** start of PASSAGE **

The Shell Seekers () is a 2006 mini-series starring Academy Award-winners, Vanessa Redgrave and Maximilian Schell. The British-German co-production was directed by Piers Haggard. It is an adaptation of Rosamunde Pilcher's 1987 novel of the same name and premiered on Germany's ZDF on 25 December 2006. It was screened in the United States on the Hallmark Channel on 3 May 2008.

Plot
Set in the 1980s, Penelope (Redgrave) is seen to be recovering from a heart attack. Through a series of flashbacks, we learn she is the daughter of Lawrence (Schell), an acclaimed painter. Her children attempt to convince her to sell her father's paintings and ease their financial burdens. As Penelope continues to recover she reflects on her life, as a disillusioned wife and briefly enthralled lover. She embarks on a trip to the Mediterranean where she encounters Antonia (Stumph), whom she meets up with later on in the book, who becomes a woman in the grip of a passionate romance, something Penelope realises she briefly enjoyed.

** end of PASSAGE **

(REQUIRED WORK)
A – Could you transcribe the part of the Shell Seekers passage that begins at the words "The Shell Seekers" and stops after "3 May 2008."?
B – Can you go on with the Shell Seekers passage, picking up right after its final sentence?

** start of INFORMATION SHOWN **

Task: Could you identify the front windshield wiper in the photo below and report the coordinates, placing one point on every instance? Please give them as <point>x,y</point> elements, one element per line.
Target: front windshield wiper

** end of INFORMATION SHOWN **

(FINAL ANSWERS)
A –
The Shell Seekers () is a 2006 mini-series starring Academy Award-winners, Vanessa Redgrave and Maximilian Schell. The British-German co-production was directed by Piers Haggard. It is an adaptation of Rosamunde Pilcher's 1987 novel of the same name and premiered on Germany's ZDF on 25 December 2006. It was screened in the United States on the Hallmark Channel on 3 May 2008.

B –
Cast
Vanessa Redgrave as Penelope Keeling
Maximilian Schell as Lawrence Sterne
Sebastian Koch as Cosmo König
Victoria Hamilton as Nancy Chamberlaine
Stephanie Stumph as Antonia König
Victoria Smurfit as Olivia Keeling
Charles Edwards as Noel Keeling
Alastair Mackenzie as Richard
Prunella Scales as Dolly Keeling
Richard Hope as George Chamberlaine
Toby Fisher as Ambrose Keeling
Cherith Mellor as Mrs. Plackett
Hugh Sachs as Roy Brookner

Production
The mini-series was shot in 2005 in a range of locations such as Cornwall, London and Wales.

Reception
Variety made comparisons between the series and Redgrave's 2007 film, Atonement. The magazine praised her casting, as Redgrave "delivers a fine, flinty performance". It concluded that "the melancholy ending caps it with a satisfying exclamation point."

Redgrave was awarded Best Actress in a Television Film at the Shanghai International TV Festival.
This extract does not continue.